> **Page excerpt**

== == ==

Links: Flash Fiction Online / Pub Info / Table of Contents /

Flash Fiction Online for June 2010 is here and is an Classic Flash Issue with stories by: Ambrose Bierce; Charles Dickens; Jack Douglas; Franz Kafka; H.P. Lovecraft; Punch, 1891; Ralph Henry Barbour with George Randolph Osbourne; Saki and the usual article by Bruce Holland Rogers with an accompanying story.

Flash Fiction Online is a website with very short stories, updated every month. These are reviews for their June 2010 issue.

Except for Bruce Holland Roger's story, all the stories are Classic Flash in this issue. The first one is "The Taking-Out of Tarrington" by H.H. Munro, a.k.a. Saki. A young man named Clovis saves his aunt from having to deal with a bore named Tarrington by outdoing him. This was delightful, I really have to read more Saki besides "The Open Window".

Next up, is the great Charles Dickens, with "The Artful Touch". In this delightful little story, one Inspector Wield tells a story about the quick thinking of one Sergeant Witchem in outwitting a thief.

Ambrose Bierce weighs in next with "One Summer Night". Henry Armstrong wakes to find himself in a coffin and buried. He is not too upset about this but what happens next shows why, Mr. Hartman, my 11th grade English teacher called him "Bitter Bierce".

In "Give It Up!", Franz Kafka, our narrator asks directions from a policeman who is not particularly helpful.

As I have recently worked on a certain decennial project, I looked forward to reading "Taking the Census" from the April 11, 1891 issue of Punch. It is a letter from one A. BRIEFLESS, JUNIOR (who is, of course, a lawyer) and his difficulty with filling out the Census for England and Wales in 1890. He wants to be as accurate as possible but runs into some trouble. It seems things have changed little in 120 years.

== == ==

> **Supplied material**
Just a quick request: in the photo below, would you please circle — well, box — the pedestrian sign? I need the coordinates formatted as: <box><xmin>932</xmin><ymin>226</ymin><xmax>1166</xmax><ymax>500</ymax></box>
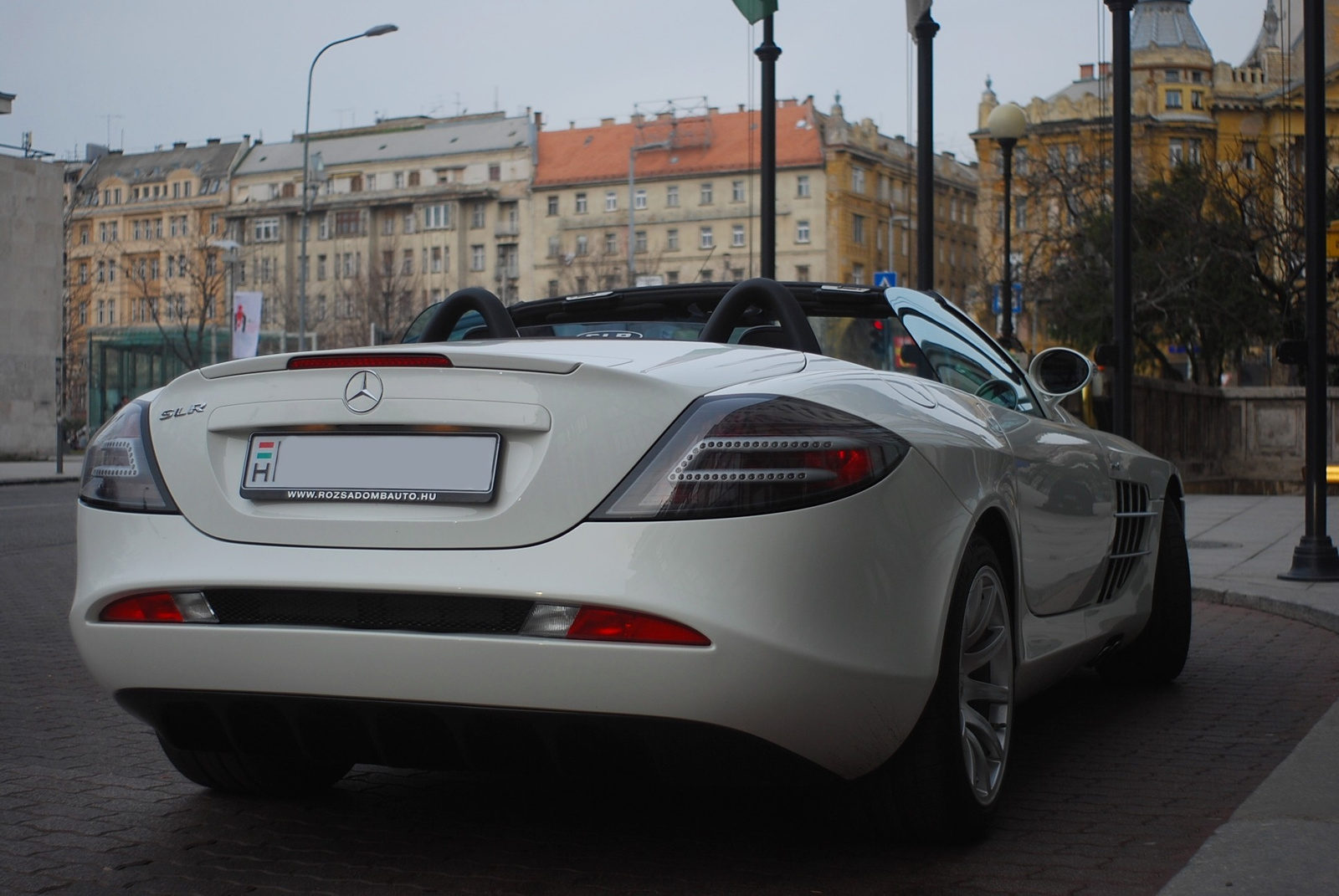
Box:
<box><xmin>991</xmin><ymin>283</ymin><xmax>1023</xmax><ymax>315</ymax></box>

== == ==

> **Problem**
Repeat word for word the part of the Flash Fiction Online review starting at "Ambrose Bierce weighs" and ending at "in 120 years.".

> **Result for this task**
Ambrose Bierce weighs in next with "One Summer Night". Henry Armstrong wakes to find himself in a coffin and buried. He is not too upset about this but what happens next shows why, Mr. Hartman, my 11th grade English teacher called him "Bitter Bierce".

In "Give It Up!", Franz Kafka, our narrator asks directions from a policeman who is not particularly helpful.

As I have recently worked on a certain decennial project, I looked forward to reading "Taking the Census" from the April 11, 1891 issue of Punch. It is a letter from one A. BRIEFLESS, JUNIOR (who is, of course, a lawyer) and his difficulty with filling out the Census for England and Wales in 1890. He wants to be as accurate as possible but runs into some trouble. It seems things have changed little in 120 years.